[Task objective]: Return all of the entries exactly as written.

[Dataset excerpt]
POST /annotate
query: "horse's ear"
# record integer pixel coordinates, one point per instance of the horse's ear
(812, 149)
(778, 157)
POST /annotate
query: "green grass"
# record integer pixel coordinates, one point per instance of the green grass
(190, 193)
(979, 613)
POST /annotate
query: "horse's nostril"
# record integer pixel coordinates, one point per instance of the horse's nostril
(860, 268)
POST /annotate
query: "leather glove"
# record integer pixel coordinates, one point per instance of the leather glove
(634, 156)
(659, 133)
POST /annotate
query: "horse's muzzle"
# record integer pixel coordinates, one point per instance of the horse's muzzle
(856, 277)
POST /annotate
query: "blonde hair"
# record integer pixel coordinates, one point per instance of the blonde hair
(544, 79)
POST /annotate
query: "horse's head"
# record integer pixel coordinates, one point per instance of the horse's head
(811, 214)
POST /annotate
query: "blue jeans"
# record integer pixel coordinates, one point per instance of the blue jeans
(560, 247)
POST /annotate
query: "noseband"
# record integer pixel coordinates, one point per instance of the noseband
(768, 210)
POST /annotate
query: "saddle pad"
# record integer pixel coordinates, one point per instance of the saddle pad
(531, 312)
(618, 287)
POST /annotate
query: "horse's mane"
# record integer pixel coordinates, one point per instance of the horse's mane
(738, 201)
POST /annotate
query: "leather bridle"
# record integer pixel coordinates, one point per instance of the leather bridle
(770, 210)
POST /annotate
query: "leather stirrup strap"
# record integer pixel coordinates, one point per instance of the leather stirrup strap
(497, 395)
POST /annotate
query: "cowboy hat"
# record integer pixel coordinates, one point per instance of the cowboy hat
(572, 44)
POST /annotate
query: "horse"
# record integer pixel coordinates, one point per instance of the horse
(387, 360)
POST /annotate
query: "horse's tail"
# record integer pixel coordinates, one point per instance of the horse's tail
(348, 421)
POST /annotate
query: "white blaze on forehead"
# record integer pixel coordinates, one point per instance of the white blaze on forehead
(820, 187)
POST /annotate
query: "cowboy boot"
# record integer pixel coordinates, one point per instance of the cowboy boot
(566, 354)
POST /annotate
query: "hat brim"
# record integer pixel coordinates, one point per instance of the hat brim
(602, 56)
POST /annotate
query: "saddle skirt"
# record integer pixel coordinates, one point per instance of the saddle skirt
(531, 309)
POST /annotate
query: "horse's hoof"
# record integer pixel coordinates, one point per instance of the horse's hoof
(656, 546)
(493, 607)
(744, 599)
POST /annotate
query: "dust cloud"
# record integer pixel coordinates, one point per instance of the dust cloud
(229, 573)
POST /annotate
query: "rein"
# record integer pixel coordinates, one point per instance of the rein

[Task solution]:
POST /annotate
query: "horse's ear"
# record integer pixel coordinates, one point per instance of the horse's ear
(812, 149)
(778, 157)
POST /annotate
query: "green grass"
# record integer pixel coordinates, one point per instance of the green grass
(190, 193)
(979, 613)
POST /annotate
query: "horse's nostril"
# record integer pixel coordinates, one point per instance of the horse's nostril
(860, 268)
POST /annotate
query: "leather glove"
# record integer pixel coordinates, one point per instance of the leather glove
(634, 156)
(659, 133)
POST /annotate
query: "horse's muzzle"
# record integer pixel coordinates, one point per instance of the horse's muzzle
(856, 277)
POST /annotate
query: "blonde hair"
# record integer pixel coordinates, one point per instance of the blonde hair
(544, 79)
POST /annotate
query: "horse's head"
# record integer pixel coordinates, one point per instance of the horse's head
(811, 214)
POST /annotate
query: "blue jeans"
# record integer pixel coordinates, one point per instance of the blue jeans
(560, 247)
POST /annotate
query: "noseband"
# record integer pixel coordinates, one point per instance of the noseband
(768, 210)
POST /annotate
query: "saddle pad"
# record integer pixel coordinates, one point per instance of the saddle pad
(531, 312)
(618, 287)
POST /annotate
query: "horse's mane"
# record integer pixel coordinates, one point per instance of the horse's mane
(738, 201)
POST /annotate
query: "leather bridle"
# record integer pixel coordinates, one point per instance of the leather bridle
(770, 210)
POST /annotate
query: "leather stirrup strap"
# record integer pixel coordinates, one point per instance of the leather stirrup strap
(497, 395)
POST /annotate
query: "cowboy hat"
# record integer pixel coordinates, one point per instance of the cowboy hat
(572, 44)
POST /annotate
query: "horse"
# record integer pixel coordinates, one point per instance of the horse
(387, 360)
POST /annotate
query: "horse's tail"
# record integer pixel coordinates, one point per instance of the horse's tail
(348, 421)
POST /annotate
query: "white blaze on forehead"
# record integer pixel coordinates, one point per instance of the white blaze on forehead
(820, 187)
POST /annotate
query: "cowboy boot"
# record integer pixel coordinates, one point per instance of the cowboy boot
(566, 354)
POST /annotate
query: "hat brim"
# record integer pixel coordinates, one point per instance of the hat brim
(602, 56)
POST /annotate
query: "saddle skirt"
# record integer pixel coordinates, one point per instance of the saddle skirt
(531, 309)
POST /annotate
query: "horse's hoof"
# record integer pixel coordinates, one point per instance of the horse's hoof
(656, 546)
(493, 607)
(744, 599)
POST /annotate
query: "dust cloud"
# record integer pixel coordinates, one point per instance of the dust cloud
(229, 573)
POST /annotate
query: "rein"
# record integer pixel coordinates, one point per instance of the rein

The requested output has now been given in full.